Could you turn the records, starting with the line containing "Where can the dark" and going on through the end of the records, into a two-column CSV with columns "text" and "answer", one row per record? Put each field in quotes and replace line breaks with spaces.

+===+

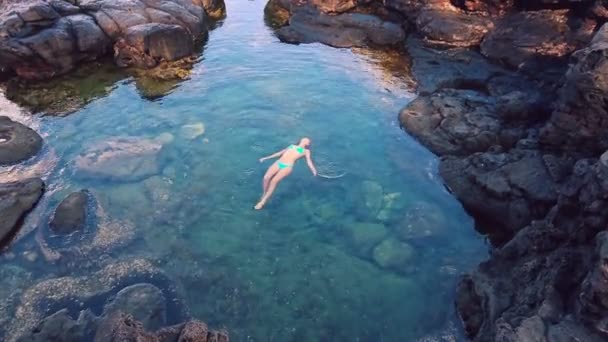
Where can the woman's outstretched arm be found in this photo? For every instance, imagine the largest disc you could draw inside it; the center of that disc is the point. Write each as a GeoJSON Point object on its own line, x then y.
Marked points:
{"type": "Point", "coordinates": [311, 166]}
{"type": "Point", "coordinates": [274, 155]}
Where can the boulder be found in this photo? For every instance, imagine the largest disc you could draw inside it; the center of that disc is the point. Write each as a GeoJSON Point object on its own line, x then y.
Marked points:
{"type": "Point", "coordinates": [504, 191]}
{"type": "Point", "coordinates": [533, 40]}
{"type": "Point", "coordinates": [17, 142]}
{"type": "Point", "coordinates": [593, 299]}
{"type": "Point", "coordinates": [457, 122]}
{"type": "Point", "coordinates": [343, 30]}
{"type": "Point", "coordinates": [452, 28]}
{"type": "Point", "coordinates": [70, 215]}
{"type": "Point", "coordinates": [365, 236]}
{"type": "Point", "coordinates": [16, 200]}
{"type": "Point", "coordinates": [144, 302]}
{"type": "Point", "coordinates": [580, 120]}
{"type": "Point", "coordinates": [393, 254]}
{"type": "Point", "coordinates": [146, 45]}
{"type": "Point", "coordinates": [41, 39]}
{"type": "Point", "coordinates": [125, 159]}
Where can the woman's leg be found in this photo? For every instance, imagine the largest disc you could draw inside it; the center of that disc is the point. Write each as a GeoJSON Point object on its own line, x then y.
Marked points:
{"type": "Point", "coordinates": [272, 186]}
{"type": "Point", "coordinates": [272, 170]}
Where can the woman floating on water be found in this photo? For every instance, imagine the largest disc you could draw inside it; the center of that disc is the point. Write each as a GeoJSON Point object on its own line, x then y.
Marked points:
{"type": "Point", "coordinates": [283, 167]}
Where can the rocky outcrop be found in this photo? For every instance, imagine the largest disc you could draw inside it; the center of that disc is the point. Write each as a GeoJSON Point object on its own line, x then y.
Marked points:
{"type": "Point", "coordinates": [342, 30]}
{"type": "Point", "coordinates": [17, 142]}
{"type": "Point", "coordinates": [580, 120]}
{"type": "Point", "coordinates": [123, 159]}
{"type": "Point", "coordinates": [70, 215]}
{"type": "Point", "coordinates": [40, 39]}
{"type": "Point", "coordinates": [115, 285]}
{"type": "Point", "coordinates": [16, 200]}
{"type": "Point", "coordinates": [329, 23]}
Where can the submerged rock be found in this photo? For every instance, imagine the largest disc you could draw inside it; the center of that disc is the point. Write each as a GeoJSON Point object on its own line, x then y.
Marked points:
{"type": "Point", "coordinates": [393, 254]}
{"type": "Point", "coordinates": [580, 120]}
{"type": "Point", "coordinates": [16, 200]}
{"type": "Point", "coordinates": [124, 159]}
{"type": "Point", "coordinates": [70, 215]}
{"type": "Point", "coordinates": [365, 236]}
{"type": "Point", "coordinates": [17, 142]}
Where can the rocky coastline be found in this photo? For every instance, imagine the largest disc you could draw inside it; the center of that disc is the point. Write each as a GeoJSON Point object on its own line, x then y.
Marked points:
{"type": "Point", "coordinates": [511, 97]}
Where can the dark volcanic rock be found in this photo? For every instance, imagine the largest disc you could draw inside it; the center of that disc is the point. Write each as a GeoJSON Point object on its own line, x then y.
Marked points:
{"type": "Point", "coordinates": [145, 302]}
{"type": "Point", "coordinates": [40, 39]}
{"type": "Point", "coordinates": [121, 159]}
{"type": "Point", "coordinates": [580, 120]}
{"type": "Point", "coordinates": [16, 200]}
{"type": "Point", "coordinates": [343, 30]}
{"type": "Point", "coordinates": [452, 28]}
{"type": "Point", "coordinates": [61, 327]}
{"type": "Point", "coordinates": [17, 142]}
{"type": "Point", "coordinates": [70, 215]}
{"type": "Point", "coordinates": [458, 122]}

+===+

- Solution for this problem:
text,answer
"Where can the dark volcanic rock be found in this photo? For every instance, imagine the largest disc you could draw inside it; the center of that disc is the point. Write each as a GeoJSON Point object on its own line, x then y. Marked points:","{""type"": ""Point"", ""coordinates"": [145, 302]} {""type"": ""Point"", ""coordinates"": [40, 39]} {""type"": ""Point"", ""coordinates"": [121, 159]} {""type"": ""Point"", ""coordinates"": [580, 120]} {""type"": ""Point"", ""coordinates"": [16, 200]} {""type"": ""Point"", ""coordinates"": [343, 30]} {""type"": ""Point"", ""coordinates"": [452, 28]} {""type"": ""Point"", ""coordinates"": [61, 327]} {""type"": ""Point"", ""coordinates"": [17, 142]} {""type"": ""Point"", ""coordinates"": [70, 215]} {""type"": ""Point"", ""coordinates"": [458, 122]}"